- _Location labeling records_
-- begin --

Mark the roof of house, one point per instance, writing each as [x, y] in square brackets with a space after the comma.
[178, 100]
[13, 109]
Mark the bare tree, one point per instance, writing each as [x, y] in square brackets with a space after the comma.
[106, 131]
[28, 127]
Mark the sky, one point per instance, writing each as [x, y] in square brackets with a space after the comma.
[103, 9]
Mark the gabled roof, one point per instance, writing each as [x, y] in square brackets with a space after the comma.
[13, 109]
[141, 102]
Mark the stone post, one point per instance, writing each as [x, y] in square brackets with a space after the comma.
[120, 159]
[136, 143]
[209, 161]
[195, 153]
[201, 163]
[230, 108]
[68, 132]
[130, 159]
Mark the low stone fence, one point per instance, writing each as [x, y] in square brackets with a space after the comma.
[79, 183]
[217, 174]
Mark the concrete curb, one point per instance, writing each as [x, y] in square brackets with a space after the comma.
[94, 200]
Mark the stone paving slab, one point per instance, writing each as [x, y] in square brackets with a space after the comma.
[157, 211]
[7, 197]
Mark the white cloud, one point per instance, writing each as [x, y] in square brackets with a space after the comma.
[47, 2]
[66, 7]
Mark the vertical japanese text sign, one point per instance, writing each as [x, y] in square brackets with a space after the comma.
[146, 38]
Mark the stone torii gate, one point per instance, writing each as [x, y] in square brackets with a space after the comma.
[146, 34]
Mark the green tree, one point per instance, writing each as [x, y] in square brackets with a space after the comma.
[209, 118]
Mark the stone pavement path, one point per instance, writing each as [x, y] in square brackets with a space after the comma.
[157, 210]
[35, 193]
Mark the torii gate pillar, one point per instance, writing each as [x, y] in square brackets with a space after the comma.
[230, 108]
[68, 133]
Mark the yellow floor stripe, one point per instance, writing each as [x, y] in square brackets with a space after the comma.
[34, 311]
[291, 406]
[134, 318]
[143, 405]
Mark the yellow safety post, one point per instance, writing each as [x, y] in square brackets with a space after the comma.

-- end --

- _THE EXERCISE_
Rewrite all of the rows above, replacing "one point per instance" with "one point for each instance" and leaving everything else unchanged.

- _ANSWER TO THIS EXERCISE_
Mark the roof of house, one point for each instance, writing each as [x, y] in square brackets with a space after the comma.
[178, 100]
[13, 109]
Mark the bare tree, one point for each instance, writing each as [x, y] in square brackets with a space after the comma.
[106, 131]
[28, 127]
Mark the sky, one point for each instance, writing each as [x, y] in square brackets with a space after the comma.
[103, 9]
Mark the gabled roof, one point for each instance, writing each as [x, y] in square brackets with a space after the comma.
[13, 109]
[141, 102]
Mark the stone post, one point for each instance, writing each as [x, y] in square brackets with a space after the comma.
[120, 159]
[136, 143]
[209, 161]
[195, 153]
[201, 163]
[230, 108]
[68, 132]
[130, 159]
Mark the low stone fence, one point for each instance, writing each as [x, y] in square brackets with a space after the comma.
[79, 183]
[217, 174]
Mark the concrete curb, one point for each instance, writing each as [x, y] in square brackets with a space after the comma.
[94, 200]
Mark the stone paving slab, one point for each instance, writing each as [x, y] in square brackets with a space after the comma.
[157, 211]
[7, 197]
Mark the white cloud, one point for each instance, writing each as [x, y] in square brackets with a space after the comma.
[47, 2]
[66, 7]
Mark the vertical japanese text sign, one point for each instance, writing each as [x, y] in square brackets with a space after the comma.
[146, 38]
Mark the stone torii gate, one point for each instance, writing each as [x, y] in square brackets with a space after the comma.
[146, 34]
Mark the green tree, one point for each instance, writing each as [x, y] in square brackets with a space after the comma.
[209, 118]
Mark the stone pavement path, one point for each instance, writing each as [x, y] in square brackets with a space after the comma.
[157, 210]
[35, 193]
Mark the torii gate pillar, one point for each instance, writing each as [x, y] in square brackets with a space after the comma.
[230, 108]
[68, 133]
Mark the yellow floor stripe, one point for each instance, writing each as [x, y] in square brackets with a space after the comma.
[34, 311]
[291, 406]
[134, 318]
[143, 405]
Mark the yellow safety post, one point for each instance, writing each as [x, y] in square brackets with a space after the comma.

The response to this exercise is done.